[Opening EXERCISE MATERIAL section]

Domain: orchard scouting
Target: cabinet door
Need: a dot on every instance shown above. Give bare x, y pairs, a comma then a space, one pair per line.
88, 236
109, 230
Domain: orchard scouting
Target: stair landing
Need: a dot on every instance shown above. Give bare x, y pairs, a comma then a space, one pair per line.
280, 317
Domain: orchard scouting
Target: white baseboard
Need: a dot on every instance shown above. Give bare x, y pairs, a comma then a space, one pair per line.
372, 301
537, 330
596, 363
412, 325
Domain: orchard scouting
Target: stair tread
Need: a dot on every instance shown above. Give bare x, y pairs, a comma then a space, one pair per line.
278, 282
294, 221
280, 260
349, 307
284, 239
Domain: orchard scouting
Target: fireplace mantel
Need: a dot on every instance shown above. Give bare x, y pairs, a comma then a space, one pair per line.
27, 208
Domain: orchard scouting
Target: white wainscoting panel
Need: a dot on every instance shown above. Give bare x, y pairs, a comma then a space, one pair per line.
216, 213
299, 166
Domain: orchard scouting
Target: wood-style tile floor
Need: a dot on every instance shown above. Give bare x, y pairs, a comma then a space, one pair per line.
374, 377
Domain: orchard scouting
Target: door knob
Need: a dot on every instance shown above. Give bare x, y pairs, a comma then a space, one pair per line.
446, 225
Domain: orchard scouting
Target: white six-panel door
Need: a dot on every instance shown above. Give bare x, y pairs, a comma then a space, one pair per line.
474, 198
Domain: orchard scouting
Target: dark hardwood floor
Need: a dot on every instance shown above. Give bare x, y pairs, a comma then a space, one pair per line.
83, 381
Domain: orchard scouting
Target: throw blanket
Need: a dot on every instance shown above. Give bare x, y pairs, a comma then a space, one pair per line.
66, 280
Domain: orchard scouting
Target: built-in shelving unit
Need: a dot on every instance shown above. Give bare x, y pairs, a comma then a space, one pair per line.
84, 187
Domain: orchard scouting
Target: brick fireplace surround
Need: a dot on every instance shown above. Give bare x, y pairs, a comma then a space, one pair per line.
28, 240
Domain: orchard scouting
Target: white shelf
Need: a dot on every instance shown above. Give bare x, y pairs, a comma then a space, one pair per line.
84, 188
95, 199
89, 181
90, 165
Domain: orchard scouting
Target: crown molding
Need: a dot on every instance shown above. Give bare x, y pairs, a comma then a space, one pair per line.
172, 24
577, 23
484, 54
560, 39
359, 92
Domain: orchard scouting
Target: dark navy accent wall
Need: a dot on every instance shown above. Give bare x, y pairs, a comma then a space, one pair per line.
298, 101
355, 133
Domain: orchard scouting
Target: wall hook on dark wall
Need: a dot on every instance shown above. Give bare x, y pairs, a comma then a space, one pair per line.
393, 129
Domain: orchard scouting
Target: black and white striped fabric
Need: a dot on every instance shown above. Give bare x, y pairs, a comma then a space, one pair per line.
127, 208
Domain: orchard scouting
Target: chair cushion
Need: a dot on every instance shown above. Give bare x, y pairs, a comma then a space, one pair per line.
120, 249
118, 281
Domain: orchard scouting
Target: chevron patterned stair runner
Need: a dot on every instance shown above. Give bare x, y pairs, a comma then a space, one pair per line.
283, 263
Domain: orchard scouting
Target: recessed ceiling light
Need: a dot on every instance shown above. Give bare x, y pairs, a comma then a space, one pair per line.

[Closing EXERCISE MATERIAL section]

§ WORK INSTRUCTION
Could you count the lines in the entries that hold the word "floor"? Only the number is wanted.

§ SOLUTION
2